**Written instruction:**
Restate each line of the listing exactly, without carrying over any pictures.

**Data to process:**
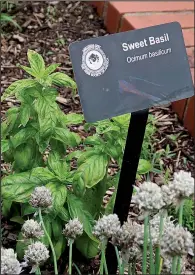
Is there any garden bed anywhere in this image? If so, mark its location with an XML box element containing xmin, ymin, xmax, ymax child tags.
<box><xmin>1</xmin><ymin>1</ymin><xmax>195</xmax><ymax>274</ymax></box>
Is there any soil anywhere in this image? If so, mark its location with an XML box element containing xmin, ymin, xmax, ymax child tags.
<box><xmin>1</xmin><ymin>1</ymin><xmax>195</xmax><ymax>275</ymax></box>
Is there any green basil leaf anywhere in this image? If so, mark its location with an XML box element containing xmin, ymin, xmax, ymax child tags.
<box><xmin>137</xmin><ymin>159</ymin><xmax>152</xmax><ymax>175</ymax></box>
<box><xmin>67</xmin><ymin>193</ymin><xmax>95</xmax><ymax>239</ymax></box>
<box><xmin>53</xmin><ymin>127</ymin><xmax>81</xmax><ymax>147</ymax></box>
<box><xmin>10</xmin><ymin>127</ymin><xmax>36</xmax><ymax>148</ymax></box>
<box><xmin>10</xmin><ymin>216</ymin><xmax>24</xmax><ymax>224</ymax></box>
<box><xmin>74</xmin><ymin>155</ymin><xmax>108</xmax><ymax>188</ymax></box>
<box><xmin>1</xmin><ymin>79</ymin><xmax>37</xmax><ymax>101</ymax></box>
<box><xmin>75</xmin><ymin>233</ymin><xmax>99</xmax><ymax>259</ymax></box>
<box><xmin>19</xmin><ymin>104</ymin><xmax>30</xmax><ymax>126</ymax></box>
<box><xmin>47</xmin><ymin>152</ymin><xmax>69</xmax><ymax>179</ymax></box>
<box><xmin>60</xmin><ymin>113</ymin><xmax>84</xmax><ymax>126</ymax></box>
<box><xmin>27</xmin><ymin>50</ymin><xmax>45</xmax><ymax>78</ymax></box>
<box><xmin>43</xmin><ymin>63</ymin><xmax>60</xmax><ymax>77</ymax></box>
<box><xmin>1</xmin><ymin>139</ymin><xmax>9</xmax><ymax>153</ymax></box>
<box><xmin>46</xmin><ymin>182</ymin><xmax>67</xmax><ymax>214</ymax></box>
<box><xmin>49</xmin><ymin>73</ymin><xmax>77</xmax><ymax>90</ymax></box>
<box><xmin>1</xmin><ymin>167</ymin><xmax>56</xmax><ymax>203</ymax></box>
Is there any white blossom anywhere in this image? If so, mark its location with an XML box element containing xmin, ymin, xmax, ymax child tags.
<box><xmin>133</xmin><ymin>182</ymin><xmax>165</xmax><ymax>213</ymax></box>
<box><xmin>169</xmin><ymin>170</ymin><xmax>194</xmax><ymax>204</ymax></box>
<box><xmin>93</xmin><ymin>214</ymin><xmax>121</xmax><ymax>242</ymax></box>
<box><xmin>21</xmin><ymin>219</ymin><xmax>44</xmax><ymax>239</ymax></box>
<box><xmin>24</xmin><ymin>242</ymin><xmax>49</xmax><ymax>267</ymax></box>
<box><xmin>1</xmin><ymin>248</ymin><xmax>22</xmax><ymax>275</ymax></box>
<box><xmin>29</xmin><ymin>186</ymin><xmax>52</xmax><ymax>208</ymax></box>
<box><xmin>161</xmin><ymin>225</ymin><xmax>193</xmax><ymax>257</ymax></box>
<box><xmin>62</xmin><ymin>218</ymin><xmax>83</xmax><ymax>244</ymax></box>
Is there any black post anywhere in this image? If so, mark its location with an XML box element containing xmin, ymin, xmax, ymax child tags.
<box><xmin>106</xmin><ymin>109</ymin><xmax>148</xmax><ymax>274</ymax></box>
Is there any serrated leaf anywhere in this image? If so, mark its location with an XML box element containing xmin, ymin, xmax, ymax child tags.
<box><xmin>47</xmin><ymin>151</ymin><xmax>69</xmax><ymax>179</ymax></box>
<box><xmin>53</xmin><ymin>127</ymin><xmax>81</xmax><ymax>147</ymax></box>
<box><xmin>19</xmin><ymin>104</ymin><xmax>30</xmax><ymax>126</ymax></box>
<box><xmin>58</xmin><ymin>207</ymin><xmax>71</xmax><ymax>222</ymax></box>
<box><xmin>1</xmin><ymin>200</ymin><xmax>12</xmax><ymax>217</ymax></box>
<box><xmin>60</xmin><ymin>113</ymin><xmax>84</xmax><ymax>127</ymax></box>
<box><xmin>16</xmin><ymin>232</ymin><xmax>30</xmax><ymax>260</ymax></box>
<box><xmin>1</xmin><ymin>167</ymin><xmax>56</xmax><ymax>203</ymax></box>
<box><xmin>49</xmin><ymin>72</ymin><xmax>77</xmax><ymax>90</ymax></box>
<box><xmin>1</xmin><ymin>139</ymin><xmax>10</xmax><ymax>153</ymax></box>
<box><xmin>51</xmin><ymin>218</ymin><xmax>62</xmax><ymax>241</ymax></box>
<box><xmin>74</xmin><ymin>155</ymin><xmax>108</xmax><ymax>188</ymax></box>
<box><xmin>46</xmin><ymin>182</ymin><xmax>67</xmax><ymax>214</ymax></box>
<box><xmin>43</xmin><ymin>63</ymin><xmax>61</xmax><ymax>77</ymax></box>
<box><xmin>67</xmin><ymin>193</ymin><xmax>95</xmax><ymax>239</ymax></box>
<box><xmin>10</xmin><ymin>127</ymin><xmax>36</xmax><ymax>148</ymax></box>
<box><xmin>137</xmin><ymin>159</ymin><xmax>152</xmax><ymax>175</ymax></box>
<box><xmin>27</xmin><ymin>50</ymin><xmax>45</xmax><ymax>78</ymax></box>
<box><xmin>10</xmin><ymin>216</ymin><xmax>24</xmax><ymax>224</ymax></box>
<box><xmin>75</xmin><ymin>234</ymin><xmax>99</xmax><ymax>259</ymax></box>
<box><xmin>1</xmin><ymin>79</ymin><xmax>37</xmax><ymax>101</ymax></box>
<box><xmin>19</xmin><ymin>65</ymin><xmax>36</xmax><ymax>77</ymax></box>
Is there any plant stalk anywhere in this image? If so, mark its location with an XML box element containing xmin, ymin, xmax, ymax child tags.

**Complete response:**
Is there any garden bed anywhere in this image? If so, mark its location with an XML box element containing xmin, ymin, xmax, ymax child tags.
<box><xmin>1</xmin><ymin>1</ymin><xmax>195</xmax><ymax>274</ymax></box>
Is there any soil anywhere in this image? If so, mark its location with an XML box element containing xmin, ymin, xmax, ymax child tags.
<box><xmin>1</xmin><ymin>1</ymin><xmax>195</xmax><ymax>275</ymax></box>
Is there any green basil leaf anywhere in this image? If so, mark its location with an XML box element containing xmin, ymin, xmax, ymax child tags.
<box><xmin>137</xmin><ymin>159</ymin><xmax>152</xmax><ymax>175</ymax></box>
<box><xmin>67</xmin><ymin>193</ymin><xmax>95</xmax><ymax>239</ymax></box>
<box><xmin>53</xmin><ymin>127</ymin><xmax>81</xmax><ymax>147</ymax></box>
<box><xmin>10</xmin><ymin>127</ymin><xmax>36</xmax><ymax>148</ymax></box>
<box><xmin>10</xmin><ymin>216</ymin><xmax>24</xmax><ymax>224</ymax></box>
<box><xmin>74</xmin><ymin>155</ymin><xmax>108</xmax><ymax>188</ymax></box>
<box><xmin>1</xmin><ymin>79</ymin><xmax>37</xmax><ymax>101</ymax></box>
<box><xmin>75</xmin><ymin>233</ymin><xmax>99</xmax><ymax>259</ymax></box>
<box><xmin>19</xmin><ymin>104</ymin><xmax>30</xmax><ymax>126</ymax></box>
<box><xmin>47</xmin><ymin>152</ymin><xmax>69</xmax><ymax>179</ymax></box>
<box><xmin>60</xmin><ymin>113</ymin><xmax>84</xmax><ymax>126</ymax></box>
<box><xmin>27</xmin><ymin>50</ymin><xmax>45</xmax><ymax>78</ymax></box>
<box><xmin>43</xmin><ymin>63</ymin><xmax>60</xmax><ymax>77</ymax></box>
<box><xmin>1</xmin><ymin>139</ymin><xmax>9</xmax><ymax>153</ymax></box>
<box><xmin>46</xmin><ymin>182</ymin><xmax>67</xmax><ymax>214</ymax></box>
<box><xmin>49</xmin><ymin>73</ymin><xmax>77</xmax><ymax>90</ymax></box>
<box><xmin>1</xmin><ymin>167</ymin><xmax>56</xmax><ymax>203</ymax></box>
Is there any white blossom anywhere in this image? If so, mark its location with an XML box element containing xmin, ymin, xmax, ymax child tags.
<box><xmin>133</xmin><ymin>182</ymin><xmax>165</xmax><ymax>213</ymax></box>
<box><xmin>169</xmin><ymin>170</ymin><xmax>194</xmax><ymax>204</ymax></box>
<box><xmin>93</xmin><ymin>214</ymin><xmax>121</xmax><ymax>242</ymax></box>
<box><xmin>21</xmin><ymin>219</ymin><xmax>44</xmax><ymax>239</ymax></box>
<box><xmin>24</xmin><ymin>242</ymin><xmax>49</xmax><ymax>267</ymax></box>
<box><xmin>1</xmin><ymin>248</ymin><xmax>22</xmax><ymax>275</ymax></box>
<box><xmin>29</xmin><ymin>186</ymin><xmax>52</xmax><ymax>208</ymax></box>
<box><xmin>161</xmin><ymin>225</ymin><xmax>193</xmax><ymax>257</ymax></box>
<box><xmin>62</xmin><ymin>218</ymin><xmax>83</xmax><ymax>244</ymax></box>
Is there any black post anywhere in this image? If so, mark its location with an XML box element containing xmin, ymin, xmax, ymax child tags.
<box><xmin>106</xmin><ymin>109</ymin><xmax>148</xmax><ymax>274</ymax></box>
Is there any serrated leaf anywhere in this image? If so, mark its location with an XML box element containing xmin, ymin, xmax, ymax child tags.
<box><xmin>47</xmin><ymin>151</ymin><xmax>69</xmax><ymax>179</ymax></box>
<box><xmin>53</xmin><ymin>127</ymin><xmax>81</xmax><ymax>147</ymax></box>
<box><xmin>19</xmin><ymin>104</ymin><xmax>30</xmax><ymax>126</ymax></box>
<box><xmin>58</xmin><ymin>207</ymin><xmax>71</xmax><ymax>222</ymax></box>
<box><xmin>1</xmin><ymin>200</ymin><xmax>12</xmax><ymax>217</ymax></box>
<box><xmin>60</xmin><ymin>113</ymin><xmax>84</xmax><ymax>127</ymax></box>
<box><xmin>16</xmin><ymin>232</ymin><xmax>30</xmax><ymax>260</ymax></box>
<box><xmin>1</xmin><ymin>167</ymin><xmax>56</xmax><ymax>203</ymax></box>
<box><xmin>49</xmin><ymin>72</ymin><xmax>77</xmax><ymax>90</ymax></box>
<box><xmin>1</xmin><ymin>139</ymin><xmax>10</xmax><ymax>153</ymax></box>
<box><xmin>51</xmin><ymin>218</ymin><xmax>62</xmax><ymax>241</ymax></box>
<box><xmin>74</xmin><ymin>155</ymin><xmax>108</xmax><ymax>188</ymax></box>
<box><xmin>46</xmin><ymin>182</ymin><xmax>67</xmax><ymax>214</ymax></box>
<box><xmin>43</xmin><ymin>63</ymin><xmax>61</xmax><ymax>77</ymax></box>
<box><xmin>67</xmin><ymin>193</ymin><xmax>95</xmax><ymax>239</ymax></box>
<box><xmin>10</xmin><ymin>127</ymin><xmax>36</xmax><ymax>148</ymax></box>
<box><xmin>137</xmin><ymin>159</ymin><xmax>152</xmax><ymax>175</ymax></box>
<box><xmin>27</xmin><ymin>50</ymin><xmax>45</xmax><ymax>78</ymax></box>
<box><xmin>10</xmin><ymin>216</ymin><xmax>24</xmax><ymax>224</ymax></box>
<box><xmin>75</xmin><ymin>234</ymin><xmax>99</xmax><ymax>259</ymax></box>
<box><xmin>1</xmin><ymin>79</ymin><xmax>37</xmax><ymax>101</ymax></box>
<box><xmin>19</xmin><ymin>65</ymin><xmax>36</xmax><ymax>77</ymax></box>
Is there any plant stalk anywhere in this image? If so, mark its location with an XML box element containing xmin, ymin, xmax, ymax child tags.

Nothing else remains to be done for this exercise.